Exercise text Start Marker

NEW YORK (AP) -- The training session asked workers how they would respond to troubled people — a drug user, an abuse victim or someone with bipolar disorder — that they might encounter on the job.
They weren't doctors or therapists, and their employer, a wide-ranging youth outreach organization called The Door, isn't only a counseling center. But mental health how-tos are part of everyone's training, whether they're career advisers or basketball coaches, and reaching out to offer help is part of everyone's job.
New York City is about to put that idea to a major test: a $30 million plan to provide mental health training to staffers at social service organizations. They'll be prepared to screen people for possible psychological problems, provide information and try to motivate them to make changes in their lives.
"Everyone can be a healer," city first lady and mental health advocate-in-chief Chirlane McCray said in a statement.
It's an increasingly popular approach to extending the thinly stretched mental health system, fostering awareness and reaching people who don't seek out professionals. But there also has been some debate over what role nonprofessionals should play.

Exercise text End Marker

Problem to solve
From the news report on New York City's mental health training plan, return the words between "They weren't doctors" and "in their lives.", inclusive. Rely on the text above and nothing else.

Supplied records Start Marker

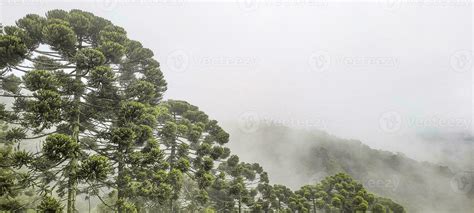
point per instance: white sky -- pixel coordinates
(238, 57)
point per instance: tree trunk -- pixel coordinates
(72, 182)
(120, 187)
(240, 204)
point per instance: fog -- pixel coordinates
(394, 75)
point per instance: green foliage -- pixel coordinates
(50, 205)
(94, 99)
(12, 50)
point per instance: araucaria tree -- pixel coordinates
(74, 78)
(193, 144)
(85, 115)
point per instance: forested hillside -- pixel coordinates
(312, 155)
(83, 117)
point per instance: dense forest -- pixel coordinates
(83, 119)
(314, 154)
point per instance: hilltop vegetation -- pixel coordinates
(311, 155)
(88, 119)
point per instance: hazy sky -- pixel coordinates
(384, 72)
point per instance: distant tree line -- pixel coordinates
(87, 117)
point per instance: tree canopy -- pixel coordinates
(90, 102)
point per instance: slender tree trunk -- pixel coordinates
(240, 204)
(120, 187)
(72, 181)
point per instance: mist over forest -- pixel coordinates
(245, 106)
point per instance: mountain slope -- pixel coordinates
(296, 157)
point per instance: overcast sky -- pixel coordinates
(383, 72)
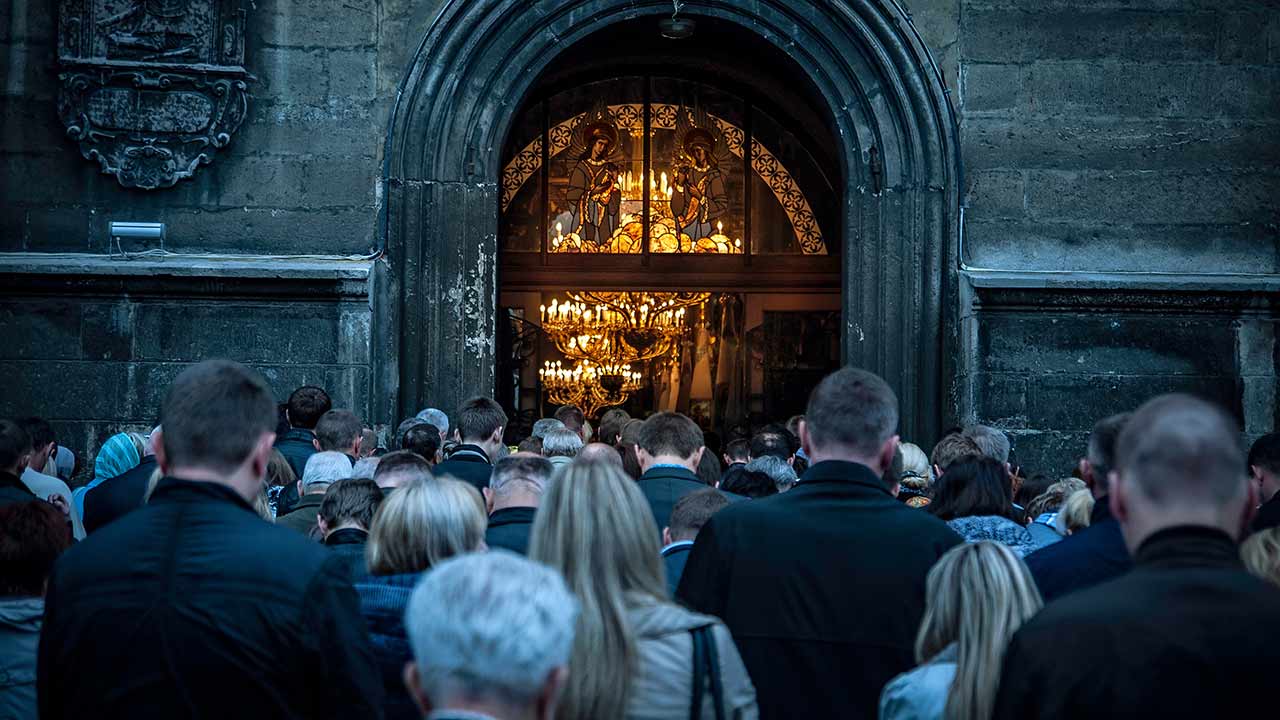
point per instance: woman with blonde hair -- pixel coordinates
(976, 597)
(420, 524)
(634, 654)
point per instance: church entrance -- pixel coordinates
(581, 209)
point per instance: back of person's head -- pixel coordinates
(490, 627)
(479, 419)
(611, 425)
(434, 417)
(324, 469)
(402, 466)
(737, 451)
(561, 442)
(1179, 461)
(851, 414)
(307, 405)
(520, 473)
(350, 502)
(423, 438)
(545, 425)
(14, 446)
(595, 527)
(424, 522)
(693, 511)
(218, 415)
(572, 418)
(952, 447)
(991, 442)
(1261, 555)
(976, 596)
(600, 452)
(771, 443)
(32, 536)
(974, 486)
(1101, 452)
(338, 429)
(670, 433)
(778, 470)
(1075, 513)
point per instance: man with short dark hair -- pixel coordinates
(342, 432)
(1097, 552)
(1188, 632)
(790, 574)
(423, 438)
(344, 518)
(14, 451)
(1265, 470)
(668, 451)
(401, 468)
(513, 493)
(480, 425)
(304, 410)
(688, 516)
(178, 609)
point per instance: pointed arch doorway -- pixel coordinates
(896, 153)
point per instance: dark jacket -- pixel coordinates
(350, 543)
(383, 600)
(119, 495)
(1267, 516)
(177, 610)
(13, 490)
(302, 518)
(675, 559)
(1187, 633)
(663, 486)
(469, 464)
(822, 587)
(1082, 560)
(510, 527)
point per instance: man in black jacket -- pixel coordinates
(480, 425)
(1188, 632)
(668, 450)
(177, 610)
(823, 586)
(1096, 554)
(305, 408)
(1265, 470)
(513, 493)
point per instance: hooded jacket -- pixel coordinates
(663, 687)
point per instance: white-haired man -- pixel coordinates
(492, 636)
(321, 470)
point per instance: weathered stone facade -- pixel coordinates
(1119, 232)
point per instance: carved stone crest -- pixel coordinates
(151, 89)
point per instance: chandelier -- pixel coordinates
(588, 386)
(617, 328)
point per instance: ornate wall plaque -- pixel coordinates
(151, 89)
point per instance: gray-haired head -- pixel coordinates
(365, 468)
(437, 418)
(489, 625)
(993, 443)
(520, 472)
(545, 425)
(561, 442)
(784, 475)
(324, 468)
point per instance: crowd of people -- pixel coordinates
(248, 559)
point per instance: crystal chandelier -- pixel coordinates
(588, 386)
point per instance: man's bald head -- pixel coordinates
(1179, 461)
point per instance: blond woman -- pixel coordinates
(634, 650)
(976, 597)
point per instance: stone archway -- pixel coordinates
(900, 164)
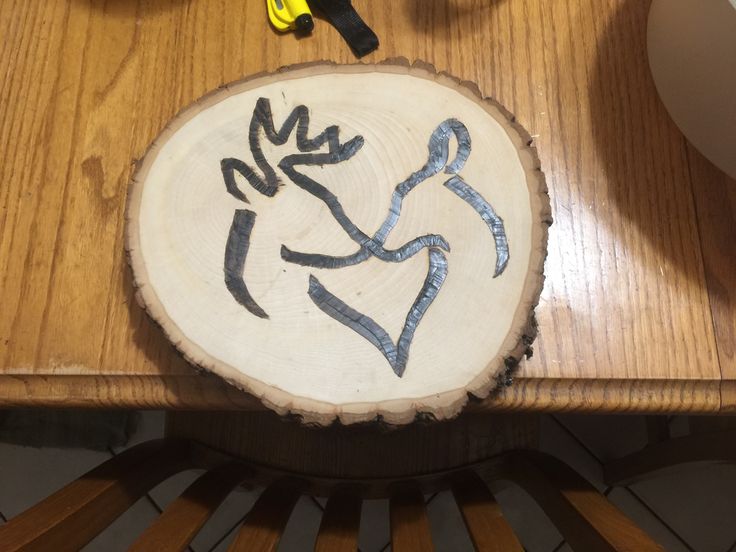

Supplied records End Marker

Exercise solution
They weren't doctors or therapists, and their employer, a wide-ranging youth outreach organization called The Door, isn't only a counseling center. But mental health how-tos are part of everyone's training, whether they're career advisers or basketball coaches, and reaching out to offer help is part of everyone's job.
New York City is about to put that idea to a major test: a $30 million plan to provide mental health training to staffers at social service organizations. They'll be prepared to screen people for possible psychological problems, provide information and try to motivate them to make changes in their lives.